I've reproduced the problem in a small MPI + OpenMP code.

The error is the same: after some memory bind, gives "Cannot allocate
memory".

Thanks.

2012/9/5 Gabriele Fatigati <g.fatig...@cineca.it>

> Downscaling the matrix size, binding works well, but the memory available
> is enought also using more big matrix, so I'm a bit confused.
>
> Using the same big matrix size without binding the code works well, so how
> I can explain this behaviour?
>
> Maybe hwloc_set_area_membind_nodeset introduces other extra allocation
> that are resilient after the call?
>
>
>
> 2012/9/5 Brice Goglin <brice.gog...@inria.fr>
>
>>  An internal malloc failed then. That would explain why your malloc
>> failed too.
>> It looks like you malloc'ed too much memory in your program?
>>
>> Brice
>>
>>
>>
>>
>> Le 05/09/2012 15:56, Gabriele Fatigati a écrit :
>>
>> An update:
>>
>>  placing strerror(errno) after hwloc_set_area_membind_nodeset  gives:
>> "Cannot allocate memory"
>>
>> 2012/9/5 Gabriele Fatigati <g.fatig...@cineca.it>
>>
>>> Hi,
>>>
>>>  I've noted that hwloc_set_area_membind_nodeset return -1 but errno is
>>> not equal to EXDEV or ENOSYS. I supposed that these two case was the two
>>> unique possibly.
>>>
>>>  From the hwloc documentation:
>>>
>>>  -1 with errno set to ENOSYS if the action is not supported
>>> -1 with errno set to EXDEV if the binding cannot be enforced
>>>
>>>
>>>  Any other binding failure reason? The memory available is enought.

_Supplied entries_:

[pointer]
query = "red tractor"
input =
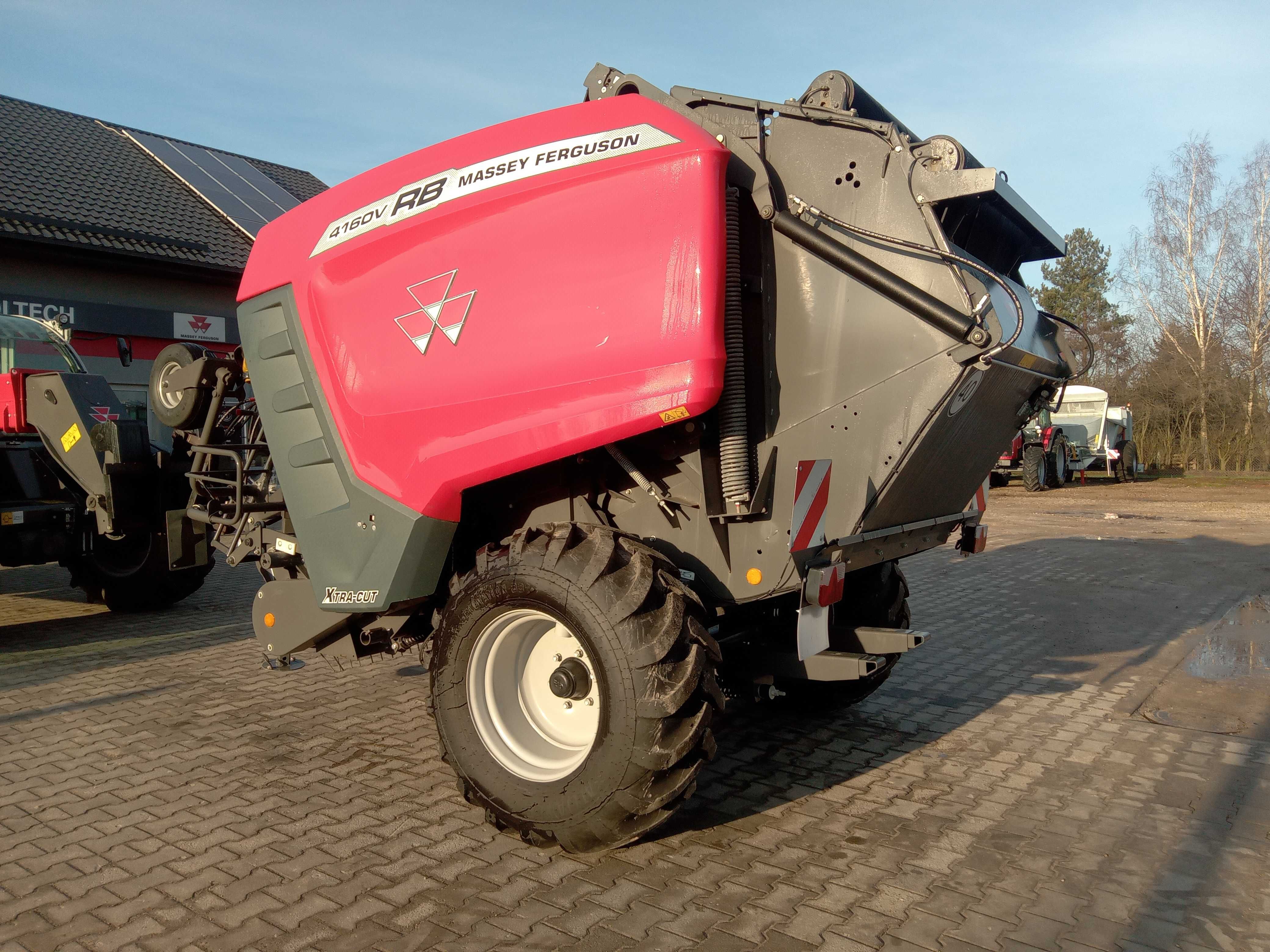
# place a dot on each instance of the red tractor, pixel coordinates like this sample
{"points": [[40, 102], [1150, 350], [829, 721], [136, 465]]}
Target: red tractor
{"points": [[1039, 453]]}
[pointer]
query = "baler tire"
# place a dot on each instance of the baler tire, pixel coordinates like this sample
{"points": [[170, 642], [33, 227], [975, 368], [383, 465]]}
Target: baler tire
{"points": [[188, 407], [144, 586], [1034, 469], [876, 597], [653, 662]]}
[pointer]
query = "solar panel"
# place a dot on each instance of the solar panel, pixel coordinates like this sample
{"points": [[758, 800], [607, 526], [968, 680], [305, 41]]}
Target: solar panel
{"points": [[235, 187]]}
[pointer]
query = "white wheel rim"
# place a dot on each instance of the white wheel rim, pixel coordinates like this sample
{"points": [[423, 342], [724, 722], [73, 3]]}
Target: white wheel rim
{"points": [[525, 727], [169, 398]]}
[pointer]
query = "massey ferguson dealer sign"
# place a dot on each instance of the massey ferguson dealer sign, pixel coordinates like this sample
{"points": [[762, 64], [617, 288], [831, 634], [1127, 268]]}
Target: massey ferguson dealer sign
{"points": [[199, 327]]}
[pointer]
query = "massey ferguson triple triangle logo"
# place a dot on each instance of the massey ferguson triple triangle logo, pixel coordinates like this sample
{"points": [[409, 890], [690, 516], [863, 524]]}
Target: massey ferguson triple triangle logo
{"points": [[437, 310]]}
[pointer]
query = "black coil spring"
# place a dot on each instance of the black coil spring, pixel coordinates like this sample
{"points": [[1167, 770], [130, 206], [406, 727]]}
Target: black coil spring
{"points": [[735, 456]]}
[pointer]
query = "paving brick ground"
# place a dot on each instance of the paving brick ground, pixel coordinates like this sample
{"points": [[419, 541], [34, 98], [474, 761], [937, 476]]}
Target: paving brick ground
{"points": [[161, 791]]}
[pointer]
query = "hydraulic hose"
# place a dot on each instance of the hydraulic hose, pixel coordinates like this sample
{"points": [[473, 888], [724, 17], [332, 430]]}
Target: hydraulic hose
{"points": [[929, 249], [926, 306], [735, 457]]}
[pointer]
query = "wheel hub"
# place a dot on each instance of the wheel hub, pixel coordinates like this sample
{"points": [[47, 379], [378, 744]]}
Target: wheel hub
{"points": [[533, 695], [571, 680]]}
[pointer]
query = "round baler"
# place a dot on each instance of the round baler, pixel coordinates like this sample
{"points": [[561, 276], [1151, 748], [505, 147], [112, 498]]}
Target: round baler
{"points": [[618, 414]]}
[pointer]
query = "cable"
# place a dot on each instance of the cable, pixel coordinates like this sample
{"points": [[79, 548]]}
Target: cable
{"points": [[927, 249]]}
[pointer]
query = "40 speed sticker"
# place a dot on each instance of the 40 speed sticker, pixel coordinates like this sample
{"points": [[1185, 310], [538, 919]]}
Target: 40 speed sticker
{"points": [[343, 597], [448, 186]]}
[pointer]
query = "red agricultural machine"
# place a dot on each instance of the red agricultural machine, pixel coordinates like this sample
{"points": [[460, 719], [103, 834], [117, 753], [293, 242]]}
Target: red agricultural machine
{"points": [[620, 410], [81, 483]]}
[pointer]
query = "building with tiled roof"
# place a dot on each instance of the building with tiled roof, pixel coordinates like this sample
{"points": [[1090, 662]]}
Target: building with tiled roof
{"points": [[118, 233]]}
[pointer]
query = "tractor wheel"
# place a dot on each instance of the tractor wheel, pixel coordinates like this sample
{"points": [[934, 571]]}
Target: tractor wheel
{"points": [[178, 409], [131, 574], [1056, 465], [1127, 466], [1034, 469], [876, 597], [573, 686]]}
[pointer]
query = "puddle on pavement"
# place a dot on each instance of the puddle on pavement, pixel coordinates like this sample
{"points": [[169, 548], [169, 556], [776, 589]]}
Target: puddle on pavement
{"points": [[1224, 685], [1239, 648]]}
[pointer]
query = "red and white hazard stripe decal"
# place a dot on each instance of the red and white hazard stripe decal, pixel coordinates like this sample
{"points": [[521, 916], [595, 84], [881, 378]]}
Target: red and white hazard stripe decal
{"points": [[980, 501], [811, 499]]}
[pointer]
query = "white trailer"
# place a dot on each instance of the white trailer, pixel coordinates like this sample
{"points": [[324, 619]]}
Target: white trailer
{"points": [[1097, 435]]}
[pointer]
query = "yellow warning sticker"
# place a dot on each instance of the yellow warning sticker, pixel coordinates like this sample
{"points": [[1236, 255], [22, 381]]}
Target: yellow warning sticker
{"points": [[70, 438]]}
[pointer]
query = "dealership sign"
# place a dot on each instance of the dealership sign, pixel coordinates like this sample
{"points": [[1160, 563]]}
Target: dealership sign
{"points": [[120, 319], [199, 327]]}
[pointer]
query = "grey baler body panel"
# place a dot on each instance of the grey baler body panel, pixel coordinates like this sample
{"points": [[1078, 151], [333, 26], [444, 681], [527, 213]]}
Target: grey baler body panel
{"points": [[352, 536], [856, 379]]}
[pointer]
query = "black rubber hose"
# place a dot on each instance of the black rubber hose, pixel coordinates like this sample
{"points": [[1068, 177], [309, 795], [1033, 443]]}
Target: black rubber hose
* * *
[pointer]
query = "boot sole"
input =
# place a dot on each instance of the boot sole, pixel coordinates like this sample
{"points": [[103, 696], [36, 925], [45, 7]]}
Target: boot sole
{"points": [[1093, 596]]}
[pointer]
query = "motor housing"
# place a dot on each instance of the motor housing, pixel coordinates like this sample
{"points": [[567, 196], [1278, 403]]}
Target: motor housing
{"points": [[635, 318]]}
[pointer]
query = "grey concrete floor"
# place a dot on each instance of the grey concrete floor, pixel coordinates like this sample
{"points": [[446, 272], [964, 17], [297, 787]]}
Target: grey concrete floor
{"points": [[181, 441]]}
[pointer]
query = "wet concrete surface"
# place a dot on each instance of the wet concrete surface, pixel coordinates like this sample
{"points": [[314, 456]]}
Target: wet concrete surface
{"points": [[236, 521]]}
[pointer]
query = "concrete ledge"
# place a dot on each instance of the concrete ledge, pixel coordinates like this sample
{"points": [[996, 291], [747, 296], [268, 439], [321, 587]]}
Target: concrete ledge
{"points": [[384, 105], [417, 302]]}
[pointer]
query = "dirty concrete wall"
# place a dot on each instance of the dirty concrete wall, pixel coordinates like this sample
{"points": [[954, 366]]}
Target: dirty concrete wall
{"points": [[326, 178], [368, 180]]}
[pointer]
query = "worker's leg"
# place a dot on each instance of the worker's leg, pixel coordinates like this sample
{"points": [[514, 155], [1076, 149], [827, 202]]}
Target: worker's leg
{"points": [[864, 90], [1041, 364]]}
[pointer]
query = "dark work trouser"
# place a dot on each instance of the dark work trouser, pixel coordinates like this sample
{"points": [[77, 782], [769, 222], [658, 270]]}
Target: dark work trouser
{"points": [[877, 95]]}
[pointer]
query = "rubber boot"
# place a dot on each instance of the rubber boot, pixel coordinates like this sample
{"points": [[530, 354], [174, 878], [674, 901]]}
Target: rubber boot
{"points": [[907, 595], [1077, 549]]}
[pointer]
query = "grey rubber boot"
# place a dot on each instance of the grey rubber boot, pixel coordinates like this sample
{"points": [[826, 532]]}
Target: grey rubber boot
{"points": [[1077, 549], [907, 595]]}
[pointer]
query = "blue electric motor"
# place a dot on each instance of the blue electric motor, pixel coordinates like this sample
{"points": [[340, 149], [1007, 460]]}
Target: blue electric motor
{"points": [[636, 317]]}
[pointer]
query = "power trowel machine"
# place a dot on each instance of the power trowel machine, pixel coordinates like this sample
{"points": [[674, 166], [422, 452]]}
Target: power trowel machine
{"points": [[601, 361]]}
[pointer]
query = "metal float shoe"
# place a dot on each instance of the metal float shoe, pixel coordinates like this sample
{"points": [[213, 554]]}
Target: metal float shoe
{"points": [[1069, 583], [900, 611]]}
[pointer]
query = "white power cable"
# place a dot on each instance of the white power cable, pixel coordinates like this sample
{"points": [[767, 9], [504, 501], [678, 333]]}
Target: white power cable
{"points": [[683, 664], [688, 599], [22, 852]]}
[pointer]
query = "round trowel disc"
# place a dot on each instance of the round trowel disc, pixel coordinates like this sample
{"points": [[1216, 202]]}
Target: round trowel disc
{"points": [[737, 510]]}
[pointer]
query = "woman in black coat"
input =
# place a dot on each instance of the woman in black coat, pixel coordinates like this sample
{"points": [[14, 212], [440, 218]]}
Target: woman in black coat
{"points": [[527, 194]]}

_Work required_:
Please list every sentence in the hwloc email thread above that ends with a question mark, quoting each one in full.

_Exercise solution_:
1. "Using the same big matrix size without binding the code works well, so how I can explain this behaviour?"
2. "Maybe hwloc_set_area_membind_nodeset introduces other extra allocation that are resilient after the call?"
3. "It looks like you malloc'ed too much memory in your program?"
4. "Any other binding failure reason?"